Goal of the exercise -> Reproduce everything from the line containing "For this dataset, tag each instance of the white garage" down to the line containing "[[562, 301], [12, 236]]", putting "wooden post" in place of "tree trunk" and leaving the rest untouched.
#### Data supplied ####
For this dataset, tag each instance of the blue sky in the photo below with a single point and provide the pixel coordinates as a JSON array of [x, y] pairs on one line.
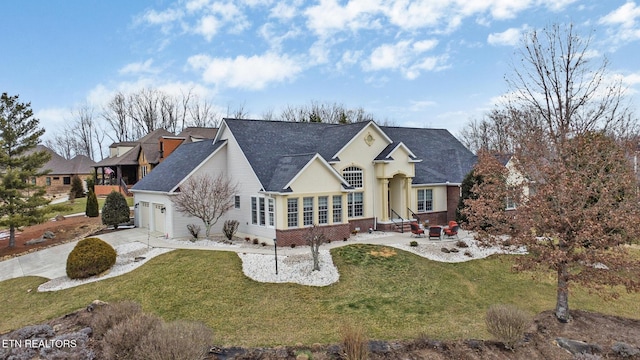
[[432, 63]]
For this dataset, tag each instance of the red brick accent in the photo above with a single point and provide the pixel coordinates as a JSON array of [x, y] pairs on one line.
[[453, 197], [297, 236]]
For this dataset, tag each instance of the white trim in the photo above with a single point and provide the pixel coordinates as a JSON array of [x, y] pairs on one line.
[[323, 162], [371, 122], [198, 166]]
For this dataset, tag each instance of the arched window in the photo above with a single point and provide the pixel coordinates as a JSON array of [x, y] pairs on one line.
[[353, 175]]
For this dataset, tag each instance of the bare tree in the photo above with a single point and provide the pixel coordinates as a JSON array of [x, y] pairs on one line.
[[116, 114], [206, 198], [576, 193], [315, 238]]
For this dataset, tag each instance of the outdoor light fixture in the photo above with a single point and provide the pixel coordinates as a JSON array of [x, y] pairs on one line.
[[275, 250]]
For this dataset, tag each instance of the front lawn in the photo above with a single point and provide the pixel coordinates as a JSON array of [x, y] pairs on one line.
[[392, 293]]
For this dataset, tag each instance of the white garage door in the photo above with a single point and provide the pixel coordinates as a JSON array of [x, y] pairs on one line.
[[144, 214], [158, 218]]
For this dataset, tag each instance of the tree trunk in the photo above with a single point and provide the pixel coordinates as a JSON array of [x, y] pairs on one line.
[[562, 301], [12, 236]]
####
#### Data supplied ####
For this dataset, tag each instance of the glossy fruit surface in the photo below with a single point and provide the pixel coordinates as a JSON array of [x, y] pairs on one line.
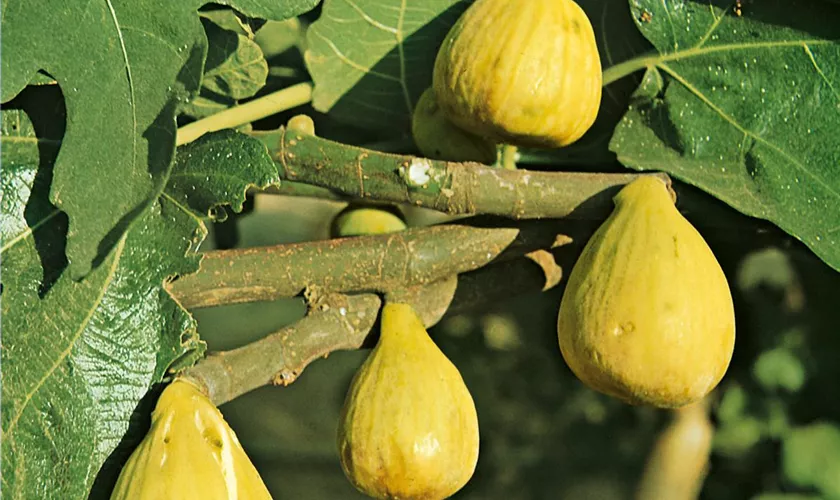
####
#### Data supplied ####
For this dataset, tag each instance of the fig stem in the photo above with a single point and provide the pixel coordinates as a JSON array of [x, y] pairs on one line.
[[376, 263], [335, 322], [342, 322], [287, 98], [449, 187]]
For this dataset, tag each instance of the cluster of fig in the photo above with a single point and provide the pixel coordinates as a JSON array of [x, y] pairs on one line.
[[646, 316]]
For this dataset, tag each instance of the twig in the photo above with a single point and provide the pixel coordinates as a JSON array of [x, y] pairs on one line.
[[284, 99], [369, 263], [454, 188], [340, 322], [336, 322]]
####
Reply to the task ->
For this dataset, tag each instance of the white garage door in the photo above with a single point and provide the pixel coordinates as a JSON array of [x, y] pairs on one line.
[[144, 214], [158, 218]]
For this dataset, tag each instance of the wooden post in the photo above with a single point and provide the pixel coordinates as a JSON array of [x, y] pairs on one line.
[[562, 301], [12, 236]]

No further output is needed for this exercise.